Exercise instructions: Could you copy each line of the entries that contains "gate"?

--------------------------------------------------

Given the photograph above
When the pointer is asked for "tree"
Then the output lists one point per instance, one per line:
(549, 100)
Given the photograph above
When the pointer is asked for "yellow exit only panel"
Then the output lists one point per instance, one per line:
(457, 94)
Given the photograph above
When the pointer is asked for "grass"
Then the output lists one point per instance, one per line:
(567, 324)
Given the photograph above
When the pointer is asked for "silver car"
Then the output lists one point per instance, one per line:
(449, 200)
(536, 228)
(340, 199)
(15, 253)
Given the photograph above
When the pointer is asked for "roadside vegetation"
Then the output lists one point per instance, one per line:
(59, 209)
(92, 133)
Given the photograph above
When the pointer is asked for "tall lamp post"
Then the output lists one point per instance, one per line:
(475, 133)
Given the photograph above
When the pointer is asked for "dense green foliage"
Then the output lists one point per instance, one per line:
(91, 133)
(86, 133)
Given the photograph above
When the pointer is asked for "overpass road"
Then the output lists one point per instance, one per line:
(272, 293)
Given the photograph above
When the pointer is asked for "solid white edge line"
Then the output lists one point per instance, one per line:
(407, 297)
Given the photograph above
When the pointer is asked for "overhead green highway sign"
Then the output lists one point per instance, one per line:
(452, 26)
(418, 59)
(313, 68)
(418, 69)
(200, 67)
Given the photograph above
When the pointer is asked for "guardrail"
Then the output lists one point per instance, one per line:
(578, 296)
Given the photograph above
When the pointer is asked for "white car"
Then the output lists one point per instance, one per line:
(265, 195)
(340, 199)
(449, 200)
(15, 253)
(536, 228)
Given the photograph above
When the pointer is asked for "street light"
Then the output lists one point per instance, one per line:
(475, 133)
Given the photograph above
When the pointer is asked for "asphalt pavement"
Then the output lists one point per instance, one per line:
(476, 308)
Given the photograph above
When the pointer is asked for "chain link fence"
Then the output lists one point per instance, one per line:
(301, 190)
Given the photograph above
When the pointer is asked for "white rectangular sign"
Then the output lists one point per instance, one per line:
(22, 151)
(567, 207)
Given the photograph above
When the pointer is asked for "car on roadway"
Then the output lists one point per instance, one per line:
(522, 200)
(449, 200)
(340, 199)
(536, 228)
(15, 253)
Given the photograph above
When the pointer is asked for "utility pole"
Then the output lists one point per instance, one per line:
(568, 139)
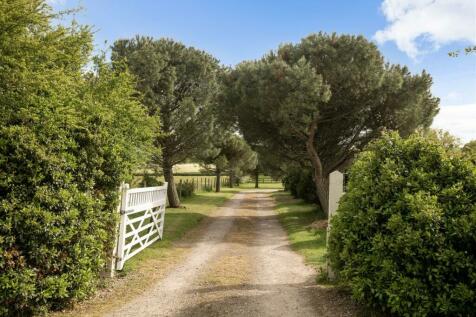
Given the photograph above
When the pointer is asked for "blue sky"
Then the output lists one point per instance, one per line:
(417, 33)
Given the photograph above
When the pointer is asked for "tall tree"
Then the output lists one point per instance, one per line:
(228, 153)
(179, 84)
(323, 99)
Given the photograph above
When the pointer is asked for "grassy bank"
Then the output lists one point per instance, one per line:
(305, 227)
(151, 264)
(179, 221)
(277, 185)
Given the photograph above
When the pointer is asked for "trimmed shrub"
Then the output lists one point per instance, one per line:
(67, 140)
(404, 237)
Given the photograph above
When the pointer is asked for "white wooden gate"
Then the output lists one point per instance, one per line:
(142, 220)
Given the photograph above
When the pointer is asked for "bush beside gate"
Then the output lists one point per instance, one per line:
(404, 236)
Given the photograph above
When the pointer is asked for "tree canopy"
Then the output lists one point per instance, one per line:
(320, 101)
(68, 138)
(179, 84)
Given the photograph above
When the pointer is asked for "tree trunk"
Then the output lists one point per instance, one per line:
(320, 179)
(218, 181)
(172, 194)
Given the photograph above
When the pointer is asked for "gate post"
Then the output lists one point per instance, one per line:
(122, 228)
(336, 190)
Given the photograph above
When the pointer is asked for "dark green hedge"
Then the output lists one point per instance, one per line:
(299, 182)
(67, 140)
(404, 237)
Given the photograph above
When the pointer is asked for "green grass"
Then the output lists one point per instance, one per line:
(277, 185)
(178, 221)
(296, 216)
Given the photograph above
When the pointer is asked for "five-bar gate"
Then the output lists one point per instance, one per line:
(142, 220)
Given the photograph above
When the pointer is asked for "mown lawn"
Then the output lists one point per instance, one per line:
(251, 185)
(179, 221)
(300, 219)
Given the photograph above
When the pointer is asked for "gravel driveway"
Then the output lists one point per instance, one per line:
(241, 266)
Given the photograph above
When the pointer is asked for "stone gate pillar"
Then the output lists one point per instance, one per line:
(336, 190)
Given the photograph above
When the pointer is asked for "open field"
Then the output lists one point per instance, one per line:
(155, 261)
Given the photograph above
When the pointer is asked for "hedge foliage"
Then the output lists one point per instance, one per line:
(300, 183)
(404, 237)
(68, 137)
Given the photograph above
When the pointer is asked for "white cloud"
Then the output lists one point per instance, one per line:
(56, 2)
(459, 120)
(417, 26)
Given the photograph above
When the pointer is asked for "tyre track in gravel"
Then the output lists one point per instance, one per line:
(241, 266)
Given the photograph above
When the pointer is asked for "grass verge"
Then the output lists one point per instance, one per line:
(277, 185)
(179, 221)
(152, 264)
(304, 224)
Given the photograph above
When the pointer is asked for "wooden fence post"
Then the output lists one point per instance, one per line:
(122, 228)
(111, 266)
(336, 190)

--------------------------------------------------

Finished exercise:
When the pointer is asked for "white wooden gate"
When the pointer is asked for "bush beside gate"
When the pointer is asked for "gate post"
When the pointer is asked for "five-bar gate"
When the pointer is asked for "stone gate pillar"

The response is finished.